§ SUPPLIED MATERIAL:

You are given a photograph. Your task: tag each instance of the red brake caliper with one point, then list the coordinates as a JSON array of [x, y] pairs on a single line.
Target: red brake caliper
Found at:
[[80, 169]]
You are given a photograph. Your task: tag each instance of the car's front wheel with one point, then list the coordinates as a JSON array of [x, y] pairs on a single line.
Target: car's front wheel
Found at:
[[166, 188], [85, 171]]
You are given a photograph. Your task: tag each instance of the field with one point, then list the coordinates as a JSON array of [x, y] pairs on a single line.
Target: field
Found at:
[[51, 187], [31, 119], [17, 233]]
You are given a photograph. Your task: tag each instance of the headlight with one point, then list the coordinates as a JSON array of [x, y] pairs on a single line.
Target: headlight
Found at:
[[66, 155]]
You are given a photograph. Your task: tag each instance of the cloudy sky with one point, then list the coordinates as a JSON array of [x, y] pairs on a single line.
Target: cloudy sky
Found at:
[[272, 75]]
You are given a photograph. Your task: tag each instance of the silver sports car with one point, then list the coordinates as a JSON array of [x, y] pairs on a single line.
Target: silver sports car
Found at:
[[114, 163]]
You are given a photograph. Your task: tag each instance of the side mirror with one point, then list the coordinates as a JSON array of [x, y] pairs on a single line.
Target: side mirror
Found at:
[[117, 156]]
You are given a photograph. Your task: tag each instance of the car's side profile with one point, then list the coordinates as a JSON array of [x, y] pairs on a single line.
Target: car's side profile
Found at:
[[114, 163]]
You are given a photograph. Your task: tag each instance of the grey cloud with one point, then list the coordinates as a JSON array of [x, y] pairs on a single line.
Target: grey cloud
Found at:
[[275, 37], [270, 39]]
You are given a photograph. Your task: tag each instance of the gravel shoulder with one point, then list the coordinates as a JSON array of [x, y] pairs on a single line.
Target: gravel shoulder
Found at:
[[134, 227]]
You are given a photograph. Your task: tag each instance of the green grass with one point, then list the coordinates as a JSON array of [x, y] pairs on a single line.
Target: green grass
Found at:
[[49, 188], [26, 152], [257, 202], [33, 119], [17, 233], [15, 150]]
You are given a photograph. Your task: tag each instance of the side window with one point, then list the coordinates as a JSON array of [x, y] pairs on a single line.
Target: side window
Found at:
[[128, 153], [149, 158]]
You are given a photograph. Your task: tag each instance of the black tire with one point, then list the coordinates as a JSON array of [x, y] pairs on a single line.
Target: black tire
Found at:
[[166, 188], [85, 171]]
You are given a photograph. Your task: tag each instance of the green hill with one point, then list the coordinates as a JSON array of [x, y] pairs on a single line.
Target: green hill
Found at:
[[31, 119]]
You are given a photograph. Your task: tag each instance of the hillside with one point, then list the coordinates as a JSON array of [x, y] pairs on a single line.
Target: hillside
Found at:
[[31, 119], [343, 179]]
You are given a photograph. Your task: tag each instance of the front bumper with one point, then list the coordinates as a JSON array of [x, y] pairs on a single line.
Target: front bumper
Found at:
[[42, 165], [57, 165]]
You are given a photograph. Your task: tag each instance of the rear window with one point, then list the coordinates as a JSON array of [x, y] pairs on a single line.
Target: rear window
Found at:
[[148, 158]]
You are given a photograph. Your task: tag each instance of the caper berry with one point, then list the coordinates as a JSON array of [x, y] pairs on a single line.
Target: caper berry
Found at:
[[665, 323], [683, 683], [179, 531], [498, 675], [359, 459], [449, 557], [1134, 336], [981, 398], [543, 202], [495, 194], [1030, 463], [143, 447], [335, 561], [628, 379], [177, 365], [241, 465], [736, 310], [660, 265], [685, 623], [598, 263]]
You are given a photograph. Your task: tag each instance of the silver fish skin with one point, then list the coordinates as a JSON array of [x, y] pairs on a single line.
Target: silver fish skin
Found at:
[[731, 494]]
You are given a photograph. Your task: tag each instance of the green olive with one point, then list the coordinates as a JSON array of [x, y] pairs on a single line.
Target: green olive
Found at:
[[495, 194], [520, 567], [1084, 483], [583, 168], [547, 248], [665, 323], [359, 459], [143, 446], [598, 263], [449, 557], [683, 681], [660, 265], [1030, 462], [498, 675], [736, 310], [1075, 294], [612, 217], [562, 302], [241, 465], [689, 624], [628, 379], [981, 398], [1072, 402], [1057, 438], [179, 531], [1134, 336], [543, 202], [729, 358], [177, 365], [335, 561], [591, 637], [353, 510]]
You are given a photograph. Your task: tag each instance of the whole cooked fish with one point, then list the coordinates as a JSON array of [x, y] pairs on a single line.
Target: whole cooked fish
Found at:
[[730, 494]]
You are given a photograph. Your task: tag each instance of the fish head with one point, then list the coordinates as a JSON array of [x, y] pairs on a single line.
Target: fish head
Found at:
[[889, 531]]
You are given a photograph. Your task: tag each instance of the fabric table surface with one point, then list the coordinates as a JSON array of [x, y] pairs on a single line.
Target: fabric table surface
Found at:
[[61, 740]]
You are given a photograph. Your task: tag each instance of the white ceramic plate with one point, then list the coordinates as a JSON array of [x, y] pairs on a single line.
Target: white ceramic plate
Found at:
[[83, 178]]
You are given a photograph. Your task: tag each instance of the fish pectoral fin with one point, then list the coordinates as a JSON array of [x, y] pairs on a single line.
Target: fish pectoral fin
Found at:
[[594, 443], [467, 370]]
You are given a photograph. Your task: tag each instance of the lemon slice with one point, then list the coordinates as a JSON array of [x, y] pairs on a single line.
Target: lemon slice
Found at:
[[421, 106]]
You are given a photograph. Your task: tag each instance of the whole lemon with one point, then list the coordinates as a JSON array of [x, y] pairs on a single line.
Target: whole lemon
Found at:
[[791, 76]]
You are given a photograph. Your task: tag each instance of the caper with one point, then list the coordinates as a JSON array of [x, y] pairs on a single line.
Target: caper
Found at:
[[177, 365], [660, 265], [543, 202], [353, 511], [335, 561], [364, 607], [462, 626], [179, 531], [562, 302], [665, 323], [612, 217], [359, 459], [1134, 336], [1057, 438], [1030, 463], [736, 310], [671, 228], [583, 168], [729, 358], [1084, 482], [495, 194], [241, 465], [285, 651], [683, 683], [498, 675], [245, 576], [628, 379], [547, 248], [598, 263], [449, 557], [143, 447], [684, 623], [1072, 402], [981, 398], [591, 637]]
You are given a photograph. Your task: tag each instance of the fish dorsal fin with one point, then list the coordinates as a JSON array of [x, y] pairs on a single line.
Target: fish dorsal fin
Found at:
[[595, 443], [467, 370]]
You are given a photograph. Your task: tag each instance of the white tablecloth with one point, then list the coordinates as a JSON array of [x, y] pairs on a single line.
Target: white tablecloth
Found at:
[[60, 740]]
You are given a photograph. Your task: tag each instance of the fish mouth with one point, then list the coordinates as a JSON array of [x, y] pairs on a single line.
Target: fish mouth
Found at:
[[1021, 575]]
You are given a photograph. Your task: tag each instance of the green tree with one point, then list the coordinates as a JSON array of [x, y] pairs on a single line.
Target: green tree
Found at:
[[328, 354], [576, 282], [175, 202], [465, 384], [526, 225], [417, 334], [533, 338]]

§ ASSIGNMENT: Pull out all lines from the listing that contain the string "berry".

§ EXERCISE ANSWER:
You are given a photograph. Your task: tag each instance of the caper berry with one point, then list the coordinates as a JSON array of [x, y] pairs on a single line.
Target: caper berry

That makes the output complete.